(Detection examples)
- - -
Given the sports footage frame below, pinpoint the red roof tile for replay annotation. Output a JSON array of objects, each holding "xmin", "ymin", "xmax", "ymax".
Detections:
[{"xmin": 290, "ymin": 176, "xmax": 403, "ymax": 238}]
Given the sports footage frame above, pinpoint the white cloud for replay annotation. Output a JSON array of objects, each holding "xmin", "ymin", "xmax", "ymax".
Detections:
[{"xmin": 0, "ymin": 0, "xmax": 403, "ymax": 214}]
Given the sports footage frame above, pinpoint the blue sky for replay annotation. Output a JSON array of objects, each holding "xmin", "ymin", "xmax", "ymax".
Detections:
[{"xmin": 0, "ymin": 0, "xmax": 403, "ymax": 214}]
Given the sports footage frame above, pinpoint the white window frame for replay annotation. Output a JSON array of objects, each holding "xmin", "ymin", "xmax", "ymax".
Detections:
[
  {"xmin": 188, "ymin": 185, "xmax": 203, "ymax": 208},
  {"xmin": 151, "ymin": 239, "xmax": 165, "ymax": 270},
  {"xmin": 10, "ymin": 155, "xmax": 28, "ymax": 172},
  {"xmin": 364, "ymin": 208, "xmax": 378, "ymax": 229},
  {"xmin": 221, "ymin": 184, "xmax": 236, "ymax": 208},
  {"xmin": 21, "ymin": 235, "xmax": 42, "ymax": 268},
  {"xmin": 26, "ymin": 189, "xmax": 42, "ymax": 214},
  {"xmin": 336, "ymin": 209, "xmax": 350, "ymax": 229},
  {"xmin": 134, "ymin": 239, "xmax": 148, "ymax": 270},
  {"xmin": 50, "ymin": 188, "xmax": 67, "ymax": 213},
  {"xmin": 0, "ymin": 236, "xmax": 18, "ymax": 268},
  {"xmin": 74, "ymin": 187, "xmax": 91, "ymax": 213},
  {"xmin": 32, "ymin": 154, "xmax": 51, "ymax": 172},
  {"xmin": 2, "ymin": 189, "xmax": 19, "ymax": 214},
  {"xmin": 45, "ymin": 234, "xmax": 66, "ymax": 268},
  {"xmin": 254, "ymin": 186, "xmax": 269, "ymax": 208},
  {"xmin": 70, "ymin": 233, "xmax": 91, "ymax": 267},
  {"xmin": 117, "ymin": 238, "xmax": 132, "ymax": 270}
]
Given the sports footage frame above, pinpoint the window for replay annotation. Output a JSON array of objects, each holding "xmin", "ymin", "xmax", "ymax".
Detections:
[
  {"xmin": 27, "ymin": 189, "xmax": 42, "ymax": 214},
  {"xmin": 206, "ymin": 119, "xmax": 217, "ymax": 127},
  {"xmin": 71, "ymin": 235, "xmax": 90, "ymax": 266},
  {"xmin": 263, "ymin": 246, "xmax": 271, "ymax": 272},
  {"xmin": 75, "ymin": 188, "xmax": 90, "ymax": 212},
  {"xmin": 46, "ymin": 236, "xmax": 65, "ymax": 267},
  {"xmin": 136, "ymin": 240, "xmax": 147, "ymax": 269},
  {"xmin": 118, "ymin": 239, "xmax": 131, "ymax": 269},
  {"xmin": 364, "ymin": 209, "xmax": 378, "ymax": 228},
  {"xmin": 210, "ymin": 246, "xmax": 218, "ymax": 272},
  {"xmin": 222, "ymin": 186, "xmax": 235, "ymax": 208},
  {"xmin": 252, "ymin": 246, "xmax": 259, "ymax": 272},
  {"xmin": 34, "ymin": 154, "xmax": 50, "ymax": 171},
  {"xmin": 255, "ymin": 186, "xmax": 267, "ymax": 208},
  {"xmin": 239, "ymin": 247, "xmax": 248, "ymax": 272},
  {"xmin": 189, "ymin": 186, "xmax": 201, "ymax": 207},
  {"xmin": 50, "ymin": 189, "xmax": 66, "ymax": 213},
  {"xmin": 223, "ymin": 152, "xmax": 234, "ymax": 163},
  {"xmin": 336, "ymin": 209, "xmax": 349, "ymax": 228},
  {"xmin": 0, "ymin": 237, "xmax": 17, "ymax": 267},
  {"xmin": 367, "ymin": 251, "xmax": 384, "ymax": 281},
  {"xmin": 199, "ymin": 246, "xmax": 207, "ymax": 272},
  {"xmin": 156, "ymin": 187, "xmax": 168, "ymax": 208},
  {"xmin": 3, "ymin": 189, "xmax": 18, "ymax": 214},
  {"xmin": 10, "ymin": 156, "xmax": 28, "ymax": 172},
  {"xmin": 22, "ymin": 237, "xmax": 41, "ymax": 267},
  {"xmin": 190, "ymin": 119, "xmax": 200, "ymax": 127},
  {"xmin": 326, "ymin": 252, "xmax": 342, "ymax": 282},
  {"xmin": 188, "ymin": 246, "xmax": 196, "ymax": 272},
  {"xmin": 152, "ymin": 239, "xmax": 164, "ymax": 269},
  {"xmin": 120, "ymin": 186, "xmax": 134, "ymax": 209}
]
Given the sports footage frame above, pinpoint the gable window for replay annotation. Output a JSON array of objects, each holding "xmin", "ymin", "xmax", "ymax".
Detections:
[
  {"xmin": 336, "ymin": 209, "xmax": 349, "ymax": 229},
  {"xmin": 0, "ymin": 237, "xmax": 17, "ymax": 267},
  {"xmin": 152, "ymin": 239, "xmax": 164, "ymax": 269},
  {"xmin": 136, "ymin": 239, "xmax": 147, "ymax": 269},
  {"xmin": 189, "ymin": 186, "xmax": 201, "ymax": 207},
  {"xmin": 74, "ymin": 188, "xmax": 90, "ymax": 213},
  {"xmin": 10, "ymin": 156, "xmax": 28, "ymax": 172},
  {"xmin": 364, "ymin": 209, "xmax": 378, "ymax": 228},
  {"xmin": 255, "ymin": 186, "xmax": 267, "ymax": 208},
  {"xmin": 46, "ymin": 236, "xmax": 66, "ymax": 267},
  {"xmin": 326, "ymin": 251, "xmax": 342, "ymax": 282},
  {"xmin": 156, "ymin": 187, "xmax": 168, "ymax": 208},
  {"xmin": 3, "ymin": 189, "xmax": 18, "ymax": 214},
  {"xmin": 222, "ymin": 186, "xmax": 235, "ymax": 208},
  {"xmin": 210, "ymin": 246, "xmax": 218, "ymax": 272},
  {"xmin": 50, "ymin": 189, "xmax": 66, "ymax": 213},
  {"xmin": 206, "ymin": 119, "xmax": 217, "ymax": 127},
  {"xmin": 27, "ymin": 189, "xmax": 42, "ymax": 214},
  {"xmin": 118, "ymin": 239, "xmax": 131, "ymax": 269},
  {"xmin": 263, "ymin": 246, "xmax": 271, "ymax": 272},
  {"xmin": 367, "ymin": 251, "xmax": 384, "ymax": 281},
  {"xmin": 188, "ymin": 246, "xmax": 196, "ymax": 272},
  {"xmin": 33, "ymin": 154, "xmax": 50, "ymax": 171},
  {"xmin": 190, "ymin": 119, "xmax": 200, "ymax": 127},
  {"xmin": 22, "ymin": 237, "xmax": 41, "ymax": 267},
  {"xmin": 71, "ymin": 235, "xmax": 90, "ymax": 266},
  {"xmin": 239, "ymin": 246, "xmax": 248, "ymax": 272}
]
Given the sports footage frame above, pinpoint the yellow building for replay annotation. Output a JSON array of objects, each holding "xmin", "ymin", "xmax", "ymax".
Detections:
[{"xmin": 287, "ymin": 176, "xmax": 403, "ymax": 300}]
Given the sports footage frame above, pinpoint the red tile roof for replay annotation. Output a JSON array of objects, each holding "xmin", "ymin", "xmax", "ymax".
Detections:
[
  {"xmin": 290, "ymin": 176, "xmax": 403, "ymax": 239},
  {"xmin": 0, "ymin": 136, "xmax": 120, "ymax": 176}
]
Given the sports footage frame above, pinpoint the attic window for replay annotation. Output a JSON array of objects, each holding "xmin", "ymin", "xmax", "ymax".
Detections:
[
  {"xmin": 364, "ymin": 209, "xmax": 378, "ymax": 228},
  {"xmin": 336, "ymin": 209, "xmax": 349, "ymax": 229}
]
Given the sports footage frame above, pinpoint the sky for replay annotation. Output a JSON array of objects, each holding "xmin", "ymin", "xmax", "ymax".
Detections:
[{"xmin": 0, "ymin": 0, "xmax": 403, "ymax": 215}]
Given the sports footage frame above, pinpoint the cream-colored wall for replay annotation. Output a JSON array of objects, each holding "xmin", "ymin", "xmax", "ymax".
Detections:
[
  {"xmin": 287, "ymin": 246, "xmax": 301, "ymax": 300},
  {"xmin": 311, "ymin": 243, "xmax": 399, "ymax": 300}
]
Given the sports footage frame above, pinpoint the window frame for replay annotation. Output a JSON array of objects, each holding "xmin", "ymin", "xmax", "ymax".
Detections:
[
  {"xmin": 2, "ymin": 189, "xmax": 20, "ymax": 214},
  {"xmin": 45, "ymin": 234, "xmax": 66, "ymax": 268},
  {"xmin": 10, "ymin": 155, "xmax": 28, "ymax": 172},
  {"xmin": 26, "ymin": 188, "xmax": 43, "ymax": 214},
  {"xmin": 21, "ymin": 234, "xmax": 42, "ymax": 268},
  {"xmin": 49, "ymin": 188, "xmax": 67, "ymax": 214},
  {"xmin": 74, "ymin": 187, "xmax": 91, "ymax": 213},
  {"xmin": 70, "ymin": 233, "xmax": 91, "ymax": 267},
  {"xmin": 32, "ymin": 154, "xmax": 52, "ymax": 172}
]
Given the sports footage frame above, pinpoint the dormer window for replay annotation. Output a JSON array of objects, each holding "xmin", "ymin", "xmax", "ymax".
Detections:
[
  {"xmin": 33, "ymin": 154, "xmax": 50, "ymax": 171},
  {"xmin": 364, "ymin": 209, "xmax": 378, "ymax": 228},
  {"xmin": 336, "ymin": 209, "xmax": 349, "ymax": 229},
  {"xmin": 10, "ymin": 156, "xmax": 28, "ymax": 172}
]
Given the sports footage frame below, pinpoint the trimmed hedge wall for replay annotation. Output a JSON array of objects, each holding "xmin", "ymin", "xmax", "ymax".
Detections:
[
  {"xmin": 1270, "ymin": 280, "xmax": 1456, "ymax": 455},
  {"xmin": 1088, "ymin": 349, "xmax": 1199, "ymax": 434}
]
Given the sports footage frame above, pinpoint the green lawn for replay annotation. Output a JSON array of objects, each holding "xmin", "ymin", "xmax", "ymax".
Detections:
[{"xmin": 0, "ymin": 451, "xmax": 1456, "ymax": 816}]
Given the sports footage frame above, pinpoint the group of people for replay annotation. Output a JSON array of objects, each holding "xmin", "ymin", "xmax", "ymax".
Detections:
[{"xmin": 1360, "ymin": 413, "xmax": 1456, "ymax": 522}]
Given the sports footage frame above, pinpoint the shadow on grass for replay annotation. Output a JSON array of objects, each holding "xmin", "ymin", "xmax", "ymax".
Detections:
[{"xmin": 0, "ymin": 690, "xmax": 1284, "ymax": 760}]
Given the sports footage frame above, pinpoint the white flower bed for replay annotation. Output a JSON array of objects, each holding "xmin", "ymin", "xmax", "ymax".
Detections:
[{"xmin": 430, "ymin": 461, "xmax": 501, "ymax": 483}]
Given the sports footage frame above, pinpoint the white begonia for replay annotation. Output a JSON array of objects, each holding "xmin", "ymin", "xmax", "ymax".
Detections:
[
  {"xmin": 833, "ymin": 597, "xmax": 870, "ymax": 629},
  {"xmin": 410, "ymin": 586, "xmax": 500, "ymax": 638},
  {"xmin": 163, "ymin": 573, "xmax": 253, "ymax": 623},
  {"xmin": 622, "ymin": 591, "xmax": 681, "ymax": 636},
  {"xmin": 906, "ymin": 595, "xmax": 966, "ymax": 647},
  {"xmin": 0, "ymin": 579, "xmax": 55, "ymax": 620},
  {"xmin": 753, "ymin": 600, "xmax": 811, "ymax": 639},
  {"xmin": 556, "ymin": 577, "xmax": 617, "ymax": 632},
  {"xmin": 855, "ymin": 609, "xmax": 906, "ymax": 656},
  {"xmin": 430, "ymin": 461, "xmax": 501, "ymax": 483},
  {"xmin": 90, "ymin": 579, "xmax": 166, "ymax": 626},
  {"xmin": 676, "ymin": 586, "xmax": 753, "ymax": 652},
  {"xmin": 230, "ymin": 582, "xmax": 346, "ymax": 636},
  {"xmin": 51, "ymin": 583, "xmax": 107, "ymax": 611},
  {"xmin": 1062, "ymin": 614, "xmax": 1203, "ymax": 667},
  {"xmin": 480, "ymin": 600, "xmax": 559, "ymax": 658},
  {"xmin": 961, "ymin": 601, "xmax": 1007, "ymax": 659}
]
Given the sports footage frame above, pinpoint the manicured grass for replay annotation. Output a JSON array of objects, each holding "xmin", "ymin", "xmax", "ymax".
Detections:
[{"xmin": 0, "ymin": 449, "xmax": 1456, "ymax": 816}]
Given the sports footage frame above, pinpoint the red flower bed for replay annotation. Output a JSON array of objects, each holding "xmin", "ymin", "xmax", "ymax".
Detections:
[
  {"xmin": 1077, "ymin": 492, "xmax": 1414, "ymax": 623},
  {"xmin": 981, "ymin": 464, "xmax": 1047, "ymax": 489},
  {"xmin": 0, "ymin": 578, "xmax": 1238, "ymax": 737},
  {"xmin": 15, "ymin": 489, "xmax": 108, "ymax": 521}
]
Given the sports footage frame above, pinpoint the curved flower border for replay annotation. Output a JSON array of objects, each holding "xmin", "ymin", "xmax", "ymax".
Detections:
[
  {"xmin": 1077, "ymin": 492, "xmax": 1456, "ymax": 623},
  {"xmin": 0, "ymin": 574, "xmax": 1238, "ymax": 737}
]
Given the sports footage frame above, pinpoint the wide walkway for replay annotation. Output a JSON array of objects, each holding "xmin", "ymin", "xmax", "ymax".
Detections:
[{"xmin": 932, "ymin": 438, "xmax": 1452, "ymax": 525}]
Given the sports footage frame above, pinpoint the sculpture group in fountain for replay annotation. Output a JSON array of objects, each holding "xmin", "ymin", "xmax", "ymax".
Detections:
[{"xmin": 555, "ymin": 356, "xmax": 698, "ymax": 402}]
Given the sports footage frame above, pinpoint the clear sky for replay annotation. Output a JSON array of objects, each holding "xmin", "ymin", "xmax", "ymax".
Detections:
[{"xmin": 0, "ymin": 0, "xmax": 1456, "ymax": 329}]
- - -
**Goal**
Give again the lines from the line holding "Given the sports footage frame above, pinpoint the manicured" through the close of the listing, both included, exactly as written and with nothing else.

**Answer for this exercise**
Given the sports footage frame above, pinpoint the manicured grass for replay annotation. Output a JSON array of objects, each holding "xmin", "ymin", "xmax", "ymax".
Detections:
[{"xmin": 0, "ymin": 449, "xmax": 1456, "ymax": 816}]
Given the sports footage frame above, pinpoint the red flower bed for replay annotation. Output a JSON array of objects, each holding "xmin", "ymin", "xmax", "ymax".
Detections:
[
  {"xmin": 1077, "ymin": 492, "xmax": 1414, "ymax": 623},
  {"xmin": 981, "ymin": 464, "xmax": 1047, "ymax": 489},
  {"xmin": 0, "ymin": 578, "xmax": 1238, "ymax": 737},
  {"xmin": 15, "ymin": 489, "xmax": 108, "ymax": 521}
]
Given the sports footage frame above, pinpoint the curved flower border for replay annotation. Output a JSON array of objects, each holding "xmin", "ymin", "xmax", "ymax".
Detections:
[
  {"xmin": 1077, "ymin": 492, "xmax": 1456, "ymax": 623},
  {"xmin": 0, "ymin": 574, "xmax": 1238, "ymax": 737}
]
Given the sports footage frame above, pinpoint the wide walkway for replay annotation. Output a JSON array of objects, each holding "xmin", "ymin", "xmax", "ymax".
Detections:
[{"xmin": 932, "ymin": 438, "xmax": 1452, "ymax": 525}]
Given the sports footage frame above, pinpoint the sculpture group in fountain for replay annotation. Output a JSON array of objects, each holding "xmin", "ymin", "xmax", "ymax".
Detections:
[{"xmin": 555, "ymin": 356, "xmax": 698, "ymax": 402}]
Given the sports footage frame above, pinpoint the clear sky for replay annotation. Output a JSON array of objects, each holding "xmin", "ymin", "xmax", "ymax".
Detections:
[{"xmin": 0, "ymin": 0, "xmax": 1456, "ymax": 329}]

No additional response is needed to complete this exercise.